• _SET PROBLEM_: Please convert the records, from the line containing "Question. Put a marker on each instance of the bee holding" up to and including the final line of the records, into a JSON list of strings with one string per line and blank lines omitted.

• _DATA SUPPLIED_:
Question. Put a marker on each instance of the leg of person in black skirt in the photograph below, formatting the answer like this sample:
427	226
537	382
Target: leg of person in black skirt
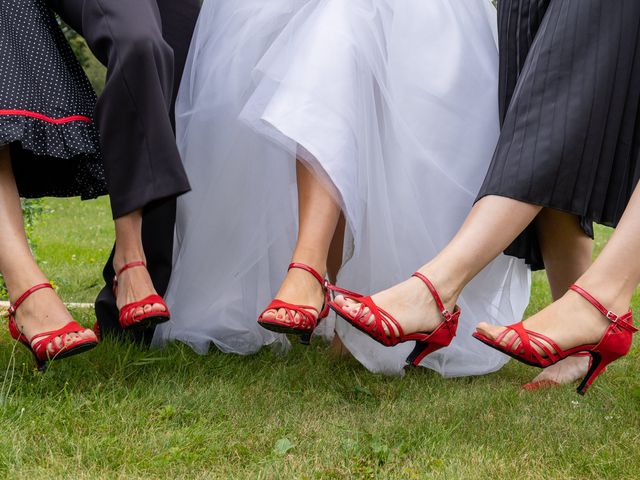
48	147
570	142
564	246
35	306
144	45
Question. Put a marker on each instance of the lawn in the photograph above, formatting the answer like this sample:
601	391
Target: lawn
125	412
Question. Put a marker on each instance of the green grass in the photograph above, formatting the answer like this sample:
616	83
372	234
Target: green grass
123	412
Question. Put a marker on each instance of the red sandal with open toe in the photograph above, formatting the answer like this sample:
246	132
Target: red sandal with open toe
426	342
308	317
538	350
128	318
38	344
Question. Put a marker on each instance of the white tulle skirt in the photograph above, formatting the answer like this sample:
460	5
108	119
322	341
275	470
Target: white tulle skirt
393	105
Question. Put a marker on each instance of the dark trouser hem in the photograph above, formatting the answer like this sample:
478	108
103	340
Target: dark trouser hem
527	246
144	44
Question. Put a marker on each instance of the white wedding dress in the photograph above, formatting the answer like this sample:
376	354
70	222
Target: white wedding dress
392	103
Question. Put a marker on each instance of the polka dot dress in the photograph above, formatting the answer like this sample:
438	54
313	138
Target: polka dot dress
46	106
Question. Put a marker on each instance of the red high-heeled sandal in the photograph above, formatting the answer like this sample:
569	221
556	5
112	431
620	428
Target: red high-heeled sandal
37	345
128	319
307	320
426	342
538	350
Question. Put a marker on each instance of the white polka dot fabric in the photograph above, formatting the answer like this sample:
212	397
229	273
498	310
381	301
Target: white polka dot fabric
45	99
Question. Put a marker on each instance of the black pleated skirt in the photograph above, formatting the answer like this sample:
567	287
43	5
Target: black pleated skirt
46	106
570	108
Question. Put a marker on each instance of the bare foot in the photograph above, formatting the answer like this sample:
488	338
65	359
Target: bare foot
409	302
134	284
565	372
298	288
571	321
43	311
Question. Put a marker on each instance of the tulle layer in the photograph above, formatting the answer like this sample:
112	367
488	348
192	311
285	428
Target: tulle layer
392	104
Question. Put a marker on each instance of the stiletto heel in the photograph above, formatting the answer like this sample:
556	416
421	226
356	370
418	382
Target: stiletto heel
426	342
37	345
307	321
128	319
305	338
539	350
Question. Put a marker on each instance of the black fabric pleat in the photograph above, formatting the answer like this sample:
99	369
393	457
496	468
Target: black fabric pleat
569	106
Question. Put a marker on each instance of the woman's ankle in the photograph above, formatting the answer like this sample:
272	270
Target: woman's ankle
446	284
17	284
613	295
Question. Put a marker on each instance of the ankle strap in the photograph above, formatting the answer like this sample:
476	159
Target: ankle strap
313	272
445	313
624	320
12	309
127	266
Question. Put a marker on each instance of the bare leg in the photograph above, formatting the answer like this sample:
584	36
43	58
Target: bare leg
494	222
318	218
612	279
566	249
42	311
134	284
567	253
334	264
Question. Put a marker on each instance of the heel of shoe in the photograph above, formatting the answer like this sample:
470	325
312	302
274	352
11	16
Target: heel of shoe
305	338
420	351
598	365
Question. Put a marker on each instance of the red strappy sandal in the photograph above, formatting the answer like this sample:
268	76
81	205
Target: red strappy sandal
539	350
128	319
426	342
308	316
37	345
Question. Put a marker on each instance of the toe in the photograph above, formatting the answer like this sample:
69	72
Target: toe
158	307
342	301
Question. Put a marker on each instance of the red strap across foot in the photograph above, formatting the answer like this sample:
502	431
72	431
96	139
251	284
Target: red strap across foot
312	271
309	319
40	341
12	309
625	321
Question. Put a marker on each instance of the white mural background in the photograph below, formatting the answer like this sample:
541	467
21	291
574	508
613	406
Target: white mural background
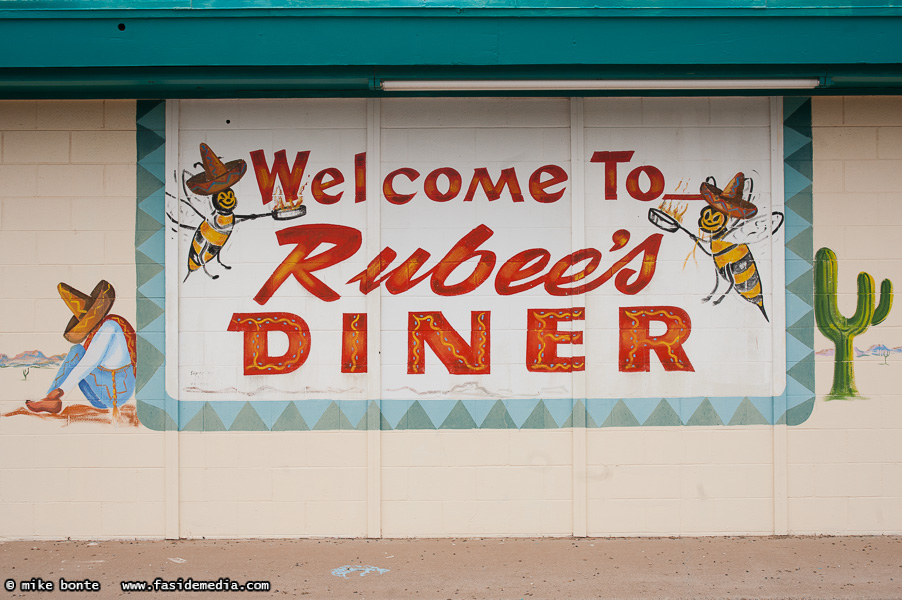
733	349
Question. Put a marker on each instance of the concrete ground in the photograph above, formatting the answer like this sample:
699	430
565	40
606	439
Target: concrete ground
776	567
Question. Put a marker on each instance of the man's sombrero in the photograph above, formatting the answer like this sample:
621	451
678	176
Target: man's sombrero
216	176
88	311
729	200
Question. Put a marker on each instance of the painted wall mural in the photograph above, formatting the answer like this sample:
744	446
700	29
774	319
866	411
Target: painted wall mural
505	284
842	330
101	363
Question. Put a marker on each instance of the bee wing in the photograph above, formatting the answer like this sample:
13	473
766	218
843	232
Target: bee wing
756	230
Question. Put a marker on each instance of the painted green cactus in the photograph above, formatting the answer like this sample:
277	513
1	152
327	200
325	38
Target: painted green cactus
837	328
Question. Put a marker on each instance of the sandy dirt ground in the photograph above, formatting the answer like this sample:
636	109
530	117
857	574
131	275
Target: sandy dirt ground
777	567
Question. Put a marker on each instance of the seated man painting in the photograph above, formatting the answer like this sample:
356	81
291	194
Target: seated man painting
102	363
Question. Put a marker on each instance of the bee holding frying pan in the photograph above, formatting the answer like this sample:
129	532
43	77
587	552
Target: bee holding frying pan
211	235
726	228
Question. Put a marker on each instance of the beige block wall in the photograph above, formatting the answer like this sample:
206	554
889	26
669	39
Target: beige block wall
67	214
845	462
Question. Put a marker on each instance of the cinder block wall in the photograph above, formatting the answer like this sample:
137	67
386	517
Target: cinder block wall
67	214
67	206
845	462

• _TASK RESULT_:
[
  "Question. Put a marker on each instance of the bee holding frying pan in the photograph above, formatting the answer like this sample:",
  "129\t532",
  "43\t77",
  "587\t552",
  "Target: bee holding frying pan",
  "211\t235",
  "726\t228",
  "Question. Put a marker on each instance of the beige block wall in the photograph above, formatting the answer like this sample:",
  "206\t554",
  "889\t26",
  "669\t39",
  "Target: beige block wall",
  "67\t214",
  "845\t462",
  "Question. Put a marker on each instance of the cinder block wall in the photograph above, formatting the answer like this sample:",
  "137\t67",
  "386\t517",
  "Target: cinder block wall",
  "67\t214",
  "67\t206",
  "845\t462"
]